— Begin Text provided —

David Lammy, the Foreign Secretary, and Marco Rubio, US Secretary of State, had rather tellingly different responses to the latest wave of violence in Syria. Lammy deplored the ‘horrific violence’ but failed to address where that violence was coming from. Rubio, by contrast, stated clearly that ‘radical Islamist terrorists’ were targeting minorities in Syria, including Alawites, Christians and Druze.

Rubio is right. While precise numbers are difficult to ascertain, it appears that, according to a source verified by the Hungarian government’s State Secretariat for the Aid of Persecuted Christians – the only one in the world – up to 3,000 people may have been killed, the majority of them innocent Alawite civilians. A number of Christians have also been killed. While clearly a pogrom against the Alawites, Christians in Syria are deeply concerned because, as the old Syrian phrase has it, ‘first the Alawites, then the Christians’. Since the accession of the Islamist government at the end of last year, Christians have been the subject of murder, kidnappings, intimidation and vandalism. The situation is very tense.

— End Text provided —

**Problem 1:**
Format everything from the start of the rows down to the line containing "33 71 432 92" as a numbered list, skipping blank lines and leaving out the picture.
**Problem 2:**
Resume the passage on violence against Syria's minorities with new sentences that follow its last one.
The text and the rows are unrelated material.

— Begin Stored records —

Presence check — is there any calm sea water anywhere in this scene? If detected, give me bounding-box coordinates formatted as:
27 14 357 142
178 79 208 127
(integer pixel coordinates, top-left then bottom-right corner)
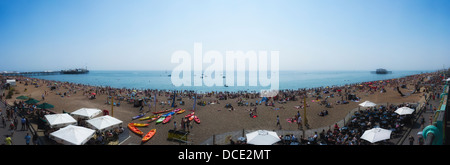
33 71 432 92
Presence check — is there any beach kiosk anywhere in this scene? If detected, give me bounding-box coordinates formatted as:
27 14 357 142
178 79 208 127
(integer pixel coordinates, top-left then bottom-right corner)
6 79 16 86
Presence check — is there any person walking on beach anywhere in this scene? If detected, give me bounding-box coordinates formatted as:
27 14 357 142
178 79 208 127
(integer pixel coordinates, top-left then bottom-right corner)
277 115 281 130
20 117 27 131
297 115 303 129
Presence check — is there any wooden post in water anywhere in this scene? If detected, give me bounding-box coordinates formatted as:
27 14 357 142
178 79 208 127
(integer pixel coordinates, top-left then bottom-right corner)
303 95 308 128
111 95 114 117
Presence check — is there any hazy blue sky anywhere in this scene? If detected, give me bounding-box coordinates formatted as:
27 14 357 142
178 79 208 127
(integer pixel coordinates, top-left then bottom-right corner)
0 0 450 71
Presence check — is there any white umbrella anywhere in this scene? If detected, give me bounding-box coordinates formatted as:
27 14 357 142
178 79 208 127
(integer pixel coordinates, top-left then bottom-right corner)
50 125 95 145
86 115 122 131
45 113 77 128
359 101 377 107
245 130 281 145
70 108 102 119
395 107 414 115
361 128 392 143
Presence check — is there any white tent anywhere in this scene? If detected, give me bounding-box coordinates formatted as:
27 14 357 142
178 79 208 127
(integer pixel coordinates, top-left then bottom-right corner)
6 79 16 86
45 113 77 128
359 101 377 107
86 115 123 131
361 128 392 143
70 108 102 119
50 125 95 145
245 130 281 145
395 107 414 115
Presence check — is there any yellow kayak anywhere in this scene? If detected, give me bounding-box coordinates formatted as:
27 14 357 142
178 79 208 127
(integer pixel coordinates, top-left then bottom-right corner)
132 123 148 127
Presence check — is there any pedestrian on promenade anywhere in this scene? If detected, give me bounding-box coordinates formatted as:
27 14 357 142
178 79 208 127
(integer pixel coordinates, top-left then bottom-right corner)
409 135 414 145
5 135 12 145
277 115 281 129
20 116 28 131
25 133 31 145
14 116 19 130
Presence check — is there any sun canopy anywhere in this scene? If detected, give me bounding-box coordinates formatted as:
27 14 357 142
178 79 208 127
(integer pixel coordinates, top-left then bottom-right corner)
86 115 122 131
359 101 377 107
395 107 414 115
245 130 281 145
361 128 392 143
45 113 77 128
50 125 95 145
70 108 102 119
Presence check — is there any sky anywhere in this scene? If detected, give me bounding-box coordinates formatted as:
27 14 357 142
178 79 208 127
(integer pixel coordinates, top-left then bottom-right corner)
0 0 450 71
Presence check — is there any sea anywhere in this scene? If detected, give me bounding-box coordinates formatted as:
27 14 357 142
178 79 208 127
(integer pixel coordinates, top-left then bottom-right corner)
31 70 434 93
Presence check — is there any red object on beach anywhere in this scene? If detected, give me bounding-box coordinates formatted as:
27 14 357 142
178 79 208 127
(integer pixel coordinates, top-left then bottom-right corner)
148 115 161 123
142 129 156 143
128 123 144 135
152 109 172 115
194 116 200 124
184 112 195 118
163 115 172 124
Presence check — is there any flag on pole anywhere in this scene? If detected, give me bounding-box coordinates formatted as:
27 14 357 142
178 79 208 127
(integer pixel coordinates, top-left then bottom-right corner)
171 90 176 107
192 94 197 112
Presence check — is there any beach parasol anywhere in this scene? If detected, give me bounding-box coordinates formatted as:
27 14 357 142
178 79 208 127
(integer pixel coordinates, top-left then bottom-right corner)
245 130 281 145
37 103 55 109
395 107 414 115
86 115 123 131
71 108 102 119
25 98 40 104
16 95 29 100
50 125 95 145
45 113 77 128
361 128 392 143
359 101 377 107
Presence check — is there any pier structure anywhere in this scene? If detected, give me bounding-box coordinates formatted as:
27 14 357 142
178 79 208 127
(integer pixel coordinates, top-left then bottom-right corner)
0 71 62 76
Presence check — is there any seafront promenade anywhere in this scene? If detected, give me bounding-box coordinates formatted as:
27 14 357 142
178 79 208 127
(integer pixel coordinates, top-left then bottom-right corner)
0 96 35 145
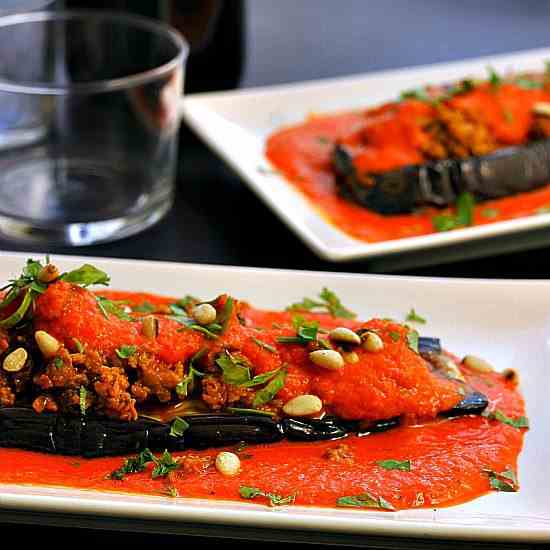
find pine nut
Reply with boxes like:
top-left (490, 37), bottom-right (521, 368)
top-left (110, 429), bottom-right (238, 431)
top-left (309, 349), bottom-right (344, 370)
top-left (2, 348), bottom-right (28, 372)
top-left (141, 315), bottom-right (159, 338)
top-left (34, 330), bottom-right (61, 359)
top-left (216, 451), bottom-right (241, 477)
top-left (191, 304), bottom-right (218, 325)
top-left (462, 355), bottom-right (495, 372)
top-left (329, 327), bottom-right (361, 344)
top-left (342, 351), bottom-right (359, 365)
top-left (38, 264), bottom-right (60, 283)
top-left (283, 395), bottom-right (323, 416)
top-left (502, 369), bottom-right (519, 386)
top-left (363, 332), bottom-right (384, 353)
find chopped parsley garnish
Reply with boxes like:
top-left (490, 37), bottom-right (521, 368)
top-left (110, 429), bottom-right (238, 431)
top-left (399, 88), bottom-right (430, 101)
top-left (115, 346), bottom-right (137, 359)
top-left (132, 301), bottom-right (157, 313)
top-left (216, 351), bottom-right (281, 388)
top-left (286, 287), bottom-right (356, 319)
top-left (376, 459), bottom-right (411, 472)
top-left (252, 337), bottom-right (277, 353)
top-left (169, 417), bottom-right (190, 437)
top-left (79, 386), bottom-right (88, 416)
top-left (484, 469), bottom-right (518, 493)
top-left (405, 307), bottom-right (426, 325)
top-left (59, 264), bottom-right (110, 287)
top-left (481, 208), bottom-right (500, 219)
top-left (407, 330), bottom-right (418, 353)
top-left (168, 304), bottom-right (223, 340)
top-left (390, 330), bottom-right (401, 342)
top-left (217, 296), bottom-right (233, 334)
top-left (216, 351), bottom-right (252, 386)
top-left (73, 338), bottom-right (84, 353)
top-left (481, 409), bottom-right (529, 429)
top-left (239, 485), bottom-right (296, 506)
top-left (252, 368), bottom-right (286, 408)
top-left (151, 451), bottom-right (179, 479)
top-left (107, 449), bottom-right (155, 481)
top-left (432, 192), bottom-right (475, 232)
top-left (95, 296), bottom-right (133, 321)
top-left (176, 348), bottom-right (208, 397)
top-left (336, 493), bottom-right (395, 510)
top-left (107, 449), bottom-right (179, 480)
top-left (277, 315), bottom-right (319, 346)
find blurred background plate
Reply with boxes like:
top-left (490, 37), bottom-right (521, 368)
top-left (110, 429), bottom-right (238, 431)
top-left (183, 48), bottom-right (550, 262)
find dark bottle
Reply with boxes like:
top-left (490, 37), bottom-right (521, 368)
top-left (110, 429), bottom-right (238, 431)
top-left (57, 0), bottom-right (245, 93)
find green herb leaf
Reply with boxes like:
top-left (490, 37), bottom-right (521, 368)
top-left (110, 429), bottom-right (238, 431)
top-left (390, 330), bottom-right (401, 342)
top-left (456, 192), bottom-right (475, 226)
top-left (151, 450), bottom-right (179, 479)
top-left (336, 493), bottom-right (395, 510)
top-left (407, 330), bottom-right (418, 353)
top-left (376, 459), bottom-right (411, 472)
top-left (242, 368), bottom-right (281, 388)
top-left (169, 417), bottom-right (190, 437)
top-left (95, 296), bottom-right (133, 321)
top-left (115, 346), bottom-right (137, 359)
top-left (286, 287), bottom-right (356, 319)
top-left (176, 348), bottom-right (208, 397)
top-left (0, 289), bottom-right (33, 328)
top-left (252, 368), bottom-right (286, 408)
top-left (132, 301), bottom-right (157, 313)
top-left (485, 470), bottom-right (518, 493)
top-left (482, 409), bottom-right (529, 429)
top-left (277, 315), bottom-right (319, 346)
top-left (432, 192), bottom-right (475, 232)
top-left (252, 337), bottom-right (277, 353)
top-left (73, 338), bottom-right (84, 353)
top-left (217, 296), bottom-right (233, 334)
top-left (79, 386), bottom-right (88, 416)
top-left (405, 307), bottom-right (426, 325)
top-left (399, 88), bottom-right (431, 101)
top-left (60, 264), bottom-right (110, 287)
top-left (216, 351), bottom-right (252, 386)
top-left (239, 485), bottom-right (296, 506)
top-left (107, 449), bottom-right (155, 480)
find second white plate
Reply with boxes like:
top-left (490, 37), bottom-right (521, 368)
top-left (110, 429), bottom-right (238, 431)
top-left (183, 48), bottom-right (550, 262)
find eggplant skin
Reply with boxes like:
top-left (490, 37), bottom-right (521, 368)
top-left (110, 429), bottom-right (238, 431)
top-left (332, 139), bottom-right (550, 215)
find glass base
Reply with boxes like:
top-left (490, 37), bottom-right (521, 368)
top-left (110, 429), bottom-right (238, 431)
top-left (0, 150), bottom-right (173, 246)
top-left (0, 198), bottom-right (172, 246)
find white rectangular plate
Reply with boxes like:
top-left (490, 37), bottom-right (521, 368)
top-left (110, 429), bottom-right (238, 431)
top-left (0, 253), bottom-right (550, 541)
top-left (183, 48), bottom-right (550, 262)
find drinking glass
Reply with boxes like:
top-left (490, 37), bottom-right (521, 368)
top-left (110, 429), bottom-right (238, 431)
top-left (0, 11), bottom-right (188, 245)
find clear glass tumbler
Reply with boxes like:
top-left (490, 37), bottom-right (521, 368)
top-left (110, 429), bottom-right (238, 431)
top-left (0, 11), bottom-right (188, 245)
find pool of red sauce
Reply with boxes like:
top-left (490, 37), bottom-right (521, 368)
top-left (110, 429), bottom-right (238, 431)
top-left (266, 85), bottom-right (550, 242)
top-left (0, 292), bottom-right (524, 509)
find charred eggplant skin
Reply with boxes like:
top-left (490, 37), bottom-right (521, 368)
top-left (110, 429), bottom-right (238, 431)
top-left (332, 139), bottom-right (550, 215)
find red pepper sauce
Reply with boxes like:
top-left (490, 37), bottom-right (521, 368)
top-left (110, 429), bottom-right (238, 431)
top-left (265, 84), bottom-right (550, 242)
top-left (0, 293), bottom-right (525, 509)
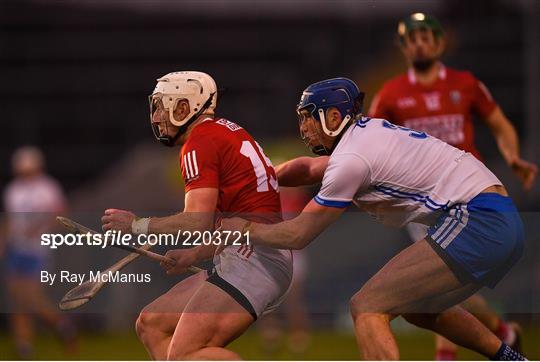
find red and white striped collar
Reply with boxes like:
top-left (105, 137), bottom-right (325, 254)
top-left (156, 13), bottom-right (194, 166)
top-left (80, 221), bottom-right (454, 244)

— End Stored records —

**Task response 1:**
1. Presence check — is there any calm sea water anywhere in this scene? If detected, give me bounding-box coordinates formatted as:
2. 27 14 357 142
3. 178 79 208 127
4. (integer pixel coordinates, top-left then bottom-right corner)
5. 33 71 432 92

**Task response 2:**
It may not be acceptable to say so, but, under the undeniably brutal dictatorship of the Assad family there was no inter-religious strife and all religious minorities were protected. On a visit to Iraq in 2017, my interpreter, a resident of Raqqa and a former supporter of the rebels, told me he was committed to Assad because he had seen the alternative.

The alternative, even if they put on western suits and enjoy obsequious chats with the Davos crowd, are all committed Islamists. The new leader, Ahmed al-Sharaa, otherwise known as Abu Mohammed al-Jolani, started his terrorist career in Iraq with Abu Musab al-Zarqawi, before moving the franchise to his own version of al Qaeda.